▸ **STATED GOAL**
Pick out every line in the rows that contains the word "Outline", and copy each one in full. Case counts.

Labeled region records:
* * * *

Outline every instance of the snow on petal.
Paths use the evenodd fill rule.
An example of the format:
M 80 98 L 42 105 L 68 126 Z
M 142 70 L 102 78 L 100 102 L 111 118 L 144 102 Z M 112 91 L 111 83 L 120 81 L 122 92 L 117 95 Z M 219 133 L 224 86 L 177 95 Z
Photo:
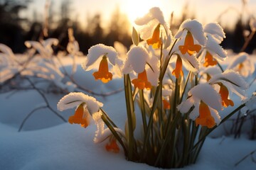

* * * *

▸ **CORRECT RESULT**
Outline every instance of the snow on petal.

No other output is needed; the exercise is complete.